TASK DESCRIPTION: Reproduce the records below in full and exactly, without their images.

DATA TO USE:
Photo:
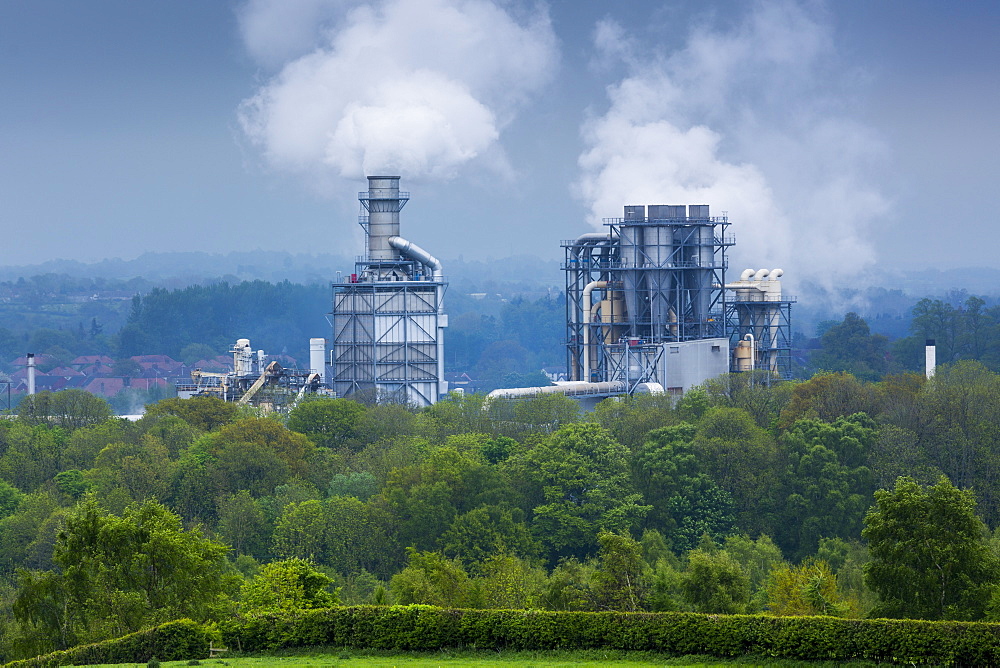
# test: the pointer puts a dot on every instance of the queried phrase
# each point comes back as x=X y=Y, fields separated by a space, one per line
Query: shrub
x=422 y=627
x=173 y=641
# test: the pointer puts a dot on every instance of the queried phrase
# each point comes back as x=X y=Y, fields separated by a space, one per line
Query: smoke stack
x=383 y=203
x=317 y=357
x=31 y=373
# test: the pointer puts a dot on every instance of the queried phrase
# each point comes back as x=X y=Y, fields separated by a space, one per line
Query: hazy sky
x=838 y=136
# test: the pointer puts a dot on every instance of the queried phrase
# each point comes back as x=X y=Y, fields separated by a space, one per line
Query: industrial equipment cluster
x=648 y=310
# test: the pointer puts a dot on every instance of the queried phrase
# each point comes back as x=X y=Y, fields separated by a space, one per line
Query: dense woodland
x=742 y=496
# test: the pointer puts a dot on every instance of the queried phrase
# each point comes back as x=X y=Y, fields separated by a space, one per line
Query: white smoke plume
x=754 y=120
x=415 y=87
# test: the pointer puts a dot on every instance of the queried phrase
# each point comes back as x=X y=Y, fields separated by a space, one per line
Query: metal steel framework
x=385 y=340
x=767 y=319
x=651 y=279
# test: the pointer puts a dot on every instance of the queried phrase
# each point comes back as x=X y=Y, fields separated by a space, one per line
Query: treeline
x=740 y=497
x=498 y=343
x=962 y=330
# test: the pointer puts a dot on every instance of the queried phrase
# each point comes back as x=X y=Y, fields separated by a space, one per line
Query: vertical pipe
x=317 y=357
x=383 y=204
x=31 y=373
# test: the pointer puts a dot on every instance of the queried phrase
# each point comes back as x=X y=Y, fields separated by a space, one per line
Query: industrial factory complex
x=649 y=309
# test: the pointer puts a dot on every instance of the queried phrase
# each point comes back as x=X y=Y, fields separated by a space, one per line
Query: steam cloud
x=416 y=87
x=753 y=120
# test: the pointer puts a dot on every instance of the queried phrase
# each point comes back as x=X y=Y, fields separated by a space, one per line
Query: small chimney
x=31 y=373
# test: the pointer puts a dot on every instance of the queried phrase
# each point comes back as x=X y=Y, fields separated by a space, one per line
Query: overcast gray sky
x=838 y=136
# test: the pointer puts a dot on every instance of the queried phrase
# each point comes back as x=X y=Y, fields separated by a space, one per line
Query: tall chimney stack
x=31 y=373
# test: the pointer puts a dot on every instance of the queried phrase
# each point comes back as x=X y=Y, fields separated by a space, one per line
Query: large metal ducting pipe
x=586 y=302
x=383 y=203
x=575 y=389
x=31 y=373
x=630 y=244
x=418 y=254
x=317 y=357
x=699 y=215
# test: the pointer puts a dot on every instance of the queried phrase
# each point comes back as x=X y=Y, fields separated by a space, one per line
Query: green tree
x=930 y=558
x=715 y=583
x=432 y=579
x=243 y=524
x=70 y=409
x=686 y=502
x=121 y=574
x=850 y=346
x=743 y=460
x=579 y=476
x=510 y=583
x=285 y=586
x=329 y=423
x=618 y=583
x=476 y=536
x=827 y=482
x=204 y=413
x=808 y=589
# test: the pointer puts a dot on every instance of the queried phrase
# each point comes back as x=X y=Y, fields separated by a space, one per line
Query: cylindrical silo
x=317 y=357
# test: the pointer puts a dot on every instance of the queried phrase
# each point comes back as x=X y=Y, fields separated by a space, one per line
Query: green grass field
x=326 y=657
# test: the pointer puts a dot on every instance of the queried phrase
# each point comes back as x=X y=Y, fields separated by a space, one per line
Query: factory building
x=644 y=300
x=648 y=309
x=388 y=318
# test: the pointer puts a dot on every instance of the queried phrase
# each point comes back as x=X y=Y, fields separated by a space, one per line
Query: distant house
x=91 y=361
x=65 y=371
x=39 y=360
x=96 y=370
x=105 y=387
x=213 y=365
x=162 y=365
x=461 y=380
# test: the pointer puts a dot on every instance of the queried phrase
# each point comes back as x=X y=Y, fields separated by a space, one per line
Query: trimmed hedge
x=420 y=627
x=173 y=641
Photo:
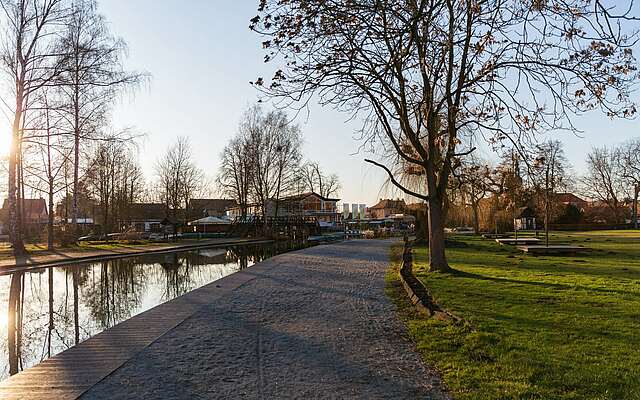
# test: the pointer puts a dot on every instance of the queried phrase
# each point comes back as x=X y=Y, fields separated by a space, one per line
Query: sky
x=201 y=57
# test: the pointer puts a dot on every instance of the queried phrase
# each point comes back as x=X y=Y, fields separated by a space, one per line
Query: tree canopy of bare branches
x=603 y=181
x=314 y=179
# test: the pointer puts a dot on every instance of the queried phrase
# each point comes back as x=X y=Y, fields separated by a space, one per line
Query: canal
x=46 y=311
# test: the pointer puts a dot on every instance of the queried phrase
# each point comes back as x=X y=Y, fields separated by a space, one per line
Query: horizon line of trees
x=611 y=183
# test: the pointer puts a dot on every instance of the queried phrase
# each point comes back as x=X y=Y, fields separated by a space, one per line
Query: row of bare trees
x=610 y=184
x=263 y=162
x=179 y=179
x=66 y=71
x=613 y=177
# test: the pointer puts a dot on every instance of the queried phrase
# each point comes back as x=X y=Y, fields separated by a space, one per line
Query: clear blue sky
x=202 y=55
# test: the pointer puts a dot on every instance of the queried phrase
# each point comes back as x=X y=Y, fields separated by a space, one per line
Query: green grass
x=545 y=327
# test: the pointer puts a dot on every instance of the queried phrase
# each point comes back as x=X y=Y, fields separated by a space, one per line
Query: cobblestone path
x=309 y=324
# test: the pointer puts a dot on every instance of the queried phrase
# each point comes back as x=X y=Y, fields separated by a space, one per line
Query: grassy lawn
x=545 y=327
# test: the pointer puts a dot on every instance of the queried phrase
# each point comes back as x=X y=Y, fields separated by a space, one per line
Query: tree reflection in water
x=44 y=312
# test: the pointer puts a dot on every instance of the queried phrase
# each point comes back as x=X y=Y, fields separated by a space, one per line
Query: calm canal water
x=46 y=311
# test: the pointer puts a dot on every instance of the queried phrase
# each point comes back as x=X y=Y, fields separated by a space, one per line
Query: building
x=386 y=208
x=309 y=204
x=525 y=219
x=200 y=208
x=146 y=217
x=571 y=199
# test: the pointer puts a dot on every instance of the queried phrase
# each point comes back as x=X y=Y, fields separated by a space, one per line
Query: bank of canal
x=48 y=310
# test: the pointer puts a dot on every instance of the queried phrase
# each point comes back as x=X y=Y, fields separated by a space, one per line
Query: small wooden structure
x=514 y=241
x=495 y=235
x=557 y=249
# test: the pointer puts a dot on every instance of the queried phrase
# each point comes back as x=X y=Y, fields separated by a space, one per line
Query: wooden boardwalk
x=313 y=323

FINISHED EXERCISE:
Photo:
# test: the pointer puts a dot on every instance of the queried phrase
# each point comes back as x=X y=Y, fields separated by a space, one per line
Query: shrub
x=422 y=627
x=173 y=641
# test: the pointer puts a dot on every instance of the queried phrase
# each point comes back as x=X y=Y, fields separated by a space, one per line
Query: smoke stack
x=383 y=203
x=317 y=357
x=31 y=373
# test: the pointer puts a dot on every instance of the queried phrase
# each point comes back as x=X y=Y, fields separated by a space, one per line
Query: hazy sky
x=838 y=136
# test: the pointer puts a dot on every instance of the queried phrase
# each point comes back as x=X y=Y, fields separated by a space, one per line
Query: industrial equipment cluster
x=648 y=310
# test: the pointer puts a dot on every instance of the queried phrase
# each point comes back as x=X y=Y, fields separated by a space, one per line
Query: dense woodland
x=742 y=496
# test: the pointer puts a dot on every instance of the queried phrase
# each point comes back as x=X y=Y, fields separated by a space, one per line
Query: white smoke plume
x=754 y=120
x=415 y=87
# test: the pointer puts a dot on every instance of the queried phrase
# each point comes back as x=X y=Y, fields separated by a space, one per line
Query: metal steel framework
x=385 y=340
x=767 y=319
x=651 y=279
# test: the pointer puts a dot on every instance of the queried phrase
# each point comes back as x=X y=Y, fields separated by a space, one per line
Query: treeline
x=740 y=497
x=498 y=343
x=962 y=330
# test: the pointer puts a dot on every instance of the queried phrase
# each point comes back as x=X y=Y, fields separated by a space, one per line
Query: vertical pipe
x=317 y=357
x=383 y=204
x=31 y=373
# test: the pointer puts a dot on every instance of the queried phrase
# each point comes back as x=X y=Y, fields separated by a space, one per line
Query: industrial factory complex
x=649 y=309
# test: the pointer puts a dot on every instance of the queried phrase
# each point comes back as x=X y=Y, fields separated by a space, one per line
Query: steam cloud
x=416 y=87
x=753 y=120
# test: the pointer puts a dot on every instance of the queried phrase
# each point comes back as x=X y=Y, fields separated by a space, one per line
Query: small chimney
x=31 y=373
# test: the pointer puts a dot on every instance of the queried phrase
# each point comes back as x=X y=Y, fields separated by a space, one per line
Query: overcast gray sky
x=838 y=136
# test: the pointer puts a dot on every instance of the queried phrase
# each point comes back as x=X y=Y, fields separated by a space, one per line
Query: tall chimney stack
x=31 y=373
# test: the pointer puts a dot on every instance of the queried phrase
# each point comes back as x=X y=Y, fields separated by a space, one per line
Query: large metal ducting pipe
x=586 y=302
x=383 y=203
x=575 y=389
x=31 y=373
x=630 y=244
x=418 y=254
x=317 y=357
x=699 y=215
# test: the pointer puts a dot on every instance of the queried phrase
# each point comes back as x=X y=Y, fields separated by a space, one per line
Query: green tree
x=930 y=558
x=715 y=583
x=432 y=579
x=243 y=524
x=70 y=409
x=686 y=502
x=121 y=574
x=850 y=346
x=743 y=460
x=579 y=476
x=510 y=583
x=285 y=586
x=329 y=423
x=618 y=583
x=476 y=536
x=827 y=482
x=204 y=413
x=808 y=589
# test: the pointer puts a dot on every instance of the queried phrase
# each point comes back as x=X y=Y, fields separated by a space, one per line
Query: cylindrical silo
x=317 y=357
# test: the pointer puts a dot on every instance of the queried phrase
# each point comes back as x=X y=Y, fields separated by a space, one per line
Query: green grass field
x=326 y=657
# test: the pointer puts a dot on every instance of the queried phrase
# each point comes back as x=X y=Y, fields separated by a space, one per line
Query: factory building
x=644 y=300
x=648 y=309
x=388 y=318
# test: the pointer puts a dot on every instance of the queried phrase
# each point comes back as x=X y=Y, fields separated by a space, one per line
Query: distant house
x=91 y=361
x=65 y=371
x=39 y=360
x=96 y=370
x=105 y=387
x=213 y=365
x=162 y=365
x=461 y=380
# test: the pointer puts a dot on every instance of the queried phrase
# each point comes back as x=X y=Y, fields separated by a space, one per line
Query: trimmed hedge
x=420 y=627
x=173 y=641
Photo:
# test: the pointer puts a dot on every instance of the queried phrase
# each point comes back as x=X y=Y, fields separated by a space, one per line
Query: sky
x=201 y=57
# test: the pointer puts a dot on every instance of the queried phrase
# each point comes back as x=X y=Y, fields separated by a space, one per line
Query: tree canopy of bare branches
x=603 y=181
x=314 y=179
# test: the pointer puts a dot on every instance of the queried phrase
# each point comes back as x=X y=Y, fields separated by a space, one per line
Query: canal
x=46 y=311
# test: the pointer puts a dot on every instance of the queried phrase
# each point comes back as x=X y=Y, fields separated by a space, one per line
Query: horizon line of trees
x=611 y=183
# test: the pointer puts a dot on every instance of the queried phrase
# each point comes back as x=X y=Y, fields separated by a space, one per line
Query: row of bare trees
x=610 y=184
x=263 y=162
x=179 y=179
x=66 y=71
x=613 y=177
# test: the pointer puts a dot on every instance of the queried phrase
# each point comes back as x=X y=Y, fields separated by a space, one per line
Query: clear blue sky
x=202 y=55
# test: the pointer puts a dot on every instance of the queried phrase
# each point comes back as x=X y=Y, fields separated by a space, one per line
Query: green grass
x=545 y=327
# test: the pointer puts a dot on every instance of the queried phrase
# each point comes back as x=X y=Y, fields separated by a space, one per line
Query: cobblestone path
x=309 y=324
# test: the pointer puts a dot on every instance of the queried phrase
# each point comes back as x=X y=Y, fields separated by a space, one per line
Query: grassy lawn
x=545 y=327
# test: the pointer puts a dot on every instance of the queried phrase
# each point comes back as x=X y=Y, fields separated by a space, one per line
Query: tree reflection in water
x=44 y=312
# test: the pointer puts a dot on every instance of the queried phrase
# each point comes back as x=X y=Y, fields separated by a space, one per line
Query: calm canal water
x=46 y=311
# test: the pointer puts a dot on every instance of the queried phrase
# each point comes back as x=X y=Y, fields separated by a space, one per line
Query: building
x=386 y=208
x=309 y=204
x=525 y=219
x=200 y=208
x=146 y=217
x=571 y=199
# test: the pointer puts a dot on every instance of the queried phrase
# each point comes back as x=X y=Y, fields separated by a space, one per line
Query: bank of canal
x=48 y=310
# test: the pointer puts a dot on every instance of the queried phrase
# each point comes back as x=X y=Y, fields separated by a space, one per line
Query: small wooden structure
x=514 y=241
x=495 y=235
x=557 y=249
# test: the pointer puts a dot on every instance of the queried phrase
# each point comes back as x=X y=Y, fields separated by a space, one per line
Query: wooden boardwalk
x=313 y=323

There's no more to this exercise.